[Text provided]

--------------------------------

Economic Rationality under Cognitive Limitations: The Effect of Sequential Elimination

Last registered on December 04, 2025

Pre-Trial

Trial Information

General Information

Title
Economic Rationality under Cognitive Limitations: The Effect of Sequential Elimination
RCT ID
AEARCTR-0016087
Initial registration date
October 24, 2025

Initial registration date is when the trial was registered.

It corresponds to when the registration was submitted to the Registry to be reviewed for publication.

First published
October 27, 2025, 9:02 AM EDT

First published corresponds to when the trial was first made public on the Registry after being reviewed.

Last updated
December 04, 2025, 6:10 AM EST

Last updated is the most recent time when changes to the trial's registration were published.

Locations

There is information in this trial unavailable to the public. Use the button below to request access.

Request Information

Primary Investigator

Affiliation
University of Kent

Other Primary Investigator(s)

Additional Trial Information

Status
In development
Start date
2025-10-26
End date
2026-08-31
Secondary IDs
Prior work
This trial does not extend or rely on any prior RCTs.
Abstract
When cognitive limitations prevent individuals from considering all available options, their choices may deviate from preference maximization. We introduce a framework incorporating choice procedures in which individuals consider at least two options. We show that choices under sequential elimination (whereby options are eliminated one by one until only one survives) are consistent with preference maximization, whereas choices under the direct procedure (whereby an option is selected directly from menus) may not be. Accordingly, we conduct a randomized controlled experiment with risky decision problems to test whether sequential elimination improves choice consistency relative to the direct procedure among participants with lower cognitive ability. To isolate the attentional mechanism, we examine the effect of sequential elimination among participants with higher attentional deficits. Moreover, we investigate whether the improvement attributable to sequential elimination persists compared to a minimum-time treatment (which imposes a minimum response time), and we analyze elimination patterns.
External Link(s)

Registration Citation

Citation
Guan, Rui. 2025. "Economic Rationality under Cognitive Limitations: The Effect of Sequential Elimination." AEA RCT Registry. December 04. https://doi.org/10.1257/rct.16087-2.0
Experimental Details

Interventions

Intervention(s)
Participants are randomly assigned to one of three treatments, each distinguished by the choice procedure used in the first part of the experiment.
Intervention Start Date
2025-12-08
Intervention End Date
2026-01-31

Primary Outcomes

Primary Outcomes (end points)
Choice consistency
Primary Outcomes (explanation)

--------------------------------

[Extracted material]
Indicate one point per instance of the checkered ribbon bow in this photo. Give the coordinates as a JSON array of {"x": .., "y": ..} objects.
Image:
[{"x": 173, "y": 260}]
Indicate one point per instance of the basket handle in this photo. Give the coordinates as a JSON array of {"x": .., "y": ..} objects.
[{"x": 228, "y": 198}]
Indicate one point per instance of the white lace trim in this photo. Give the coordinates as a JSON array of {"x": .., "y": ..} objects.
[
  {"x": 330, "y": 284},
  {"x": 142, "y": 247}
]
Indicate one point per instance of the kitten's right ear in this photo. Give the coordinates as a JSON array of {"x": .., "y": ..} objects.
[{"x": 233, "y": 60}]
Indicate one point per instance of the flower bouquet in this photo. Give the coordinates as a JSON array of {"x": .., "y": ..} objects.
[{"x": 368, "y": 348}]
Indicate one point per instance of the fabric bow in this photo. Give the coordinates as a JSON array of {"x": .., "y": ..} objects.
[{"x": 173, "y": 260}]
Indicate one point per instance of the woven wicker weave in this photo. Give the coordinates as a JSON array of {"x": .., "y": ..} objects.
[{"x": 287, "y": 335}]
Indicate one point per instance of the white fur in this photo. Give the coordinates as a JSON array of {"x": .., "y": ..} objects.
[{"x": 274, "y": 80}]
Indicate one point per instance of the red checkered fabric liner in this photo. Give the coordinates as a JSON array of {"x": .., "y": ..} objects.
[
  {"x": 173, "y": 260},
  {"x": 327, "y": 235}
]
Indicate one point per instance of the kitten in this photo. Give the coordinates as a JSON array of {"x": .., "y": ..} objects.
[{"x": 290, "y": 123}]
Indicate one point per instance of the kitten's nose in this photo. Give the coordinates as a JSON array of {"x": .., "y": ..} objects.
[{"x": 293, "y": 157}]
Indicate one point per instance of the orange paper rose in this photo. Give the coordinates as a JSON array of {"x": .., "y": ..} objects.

--------------------------------

[Exercises to complete]
1/ Using the trial registration, answer each question:
(a) What is the RCT ID?
(b) Which university is the primary investigator affiliated with?
(c) On what date does the intervention start?
2/ Please list every date in the trial registration that is written in year-month-day numeric form.
3/ Write the next part of the trial registration, picking up after its final line.

[Task results]
1/
(a) AEARCTR-0016087
(b) University of Kent
(c) 2025-12-08

2/
2025-10-26
2026-08-31
2025-12-08
2026-01-31

3/
Our principal measure of economic rationality is choice consistency, defined as a binary variable equal to 1 if a participant’s choices satisfy the Generalized Axiom of Revealed Preference (GARP), a necessary and sufficient condition for consistency with preference maximization (Afriat, 1967; Varian, 1982). Guided by our theoretical framework, we pre-register the following hypothesis:

Hypothesis 1: Sequential elimination improves choice consistency relative to the direct procedure among individuals with cognitive limitations.

We test this hypothesis by contrasting Sequential Elimination and the Direct Procedure treatments among low-IQ participants (those scoring at or below the sample median), who serve as our primary proxy for individuals with cognitive limitations. To capture the extent of deviations from rationality, we pre-register the Houtman–Maks Index (HMI, Houtman and Maks, 1985) as a discrete metric. The HMI is defined as the minimum number of choices that must be removed to achieve consistency, with removed choices typically interpreted as mistakes. As robustness measures, we employ the number of GARP violations and stricter variants of these measures that impose first-order stochastic dominance (FSD). These measures offer complementary assessments of sequential elimination, varying in stringency and granularity. The Supplementary Materials report the minimum detectable effects for all measures, providing a comprehensive account of design sensitivity.

References:
Afriat, Sidney N. 1967. “The Construction of Utility Functions from Expenditure Data.” International Economic Review 8 (1): 67–77.
Houtman, Martijn, and Julian Maks. 1985. “Determining All Maximal Data Subsets Consistent with Revealed Preference.” Kwantitatieve Methoden 19 (1): 89–104.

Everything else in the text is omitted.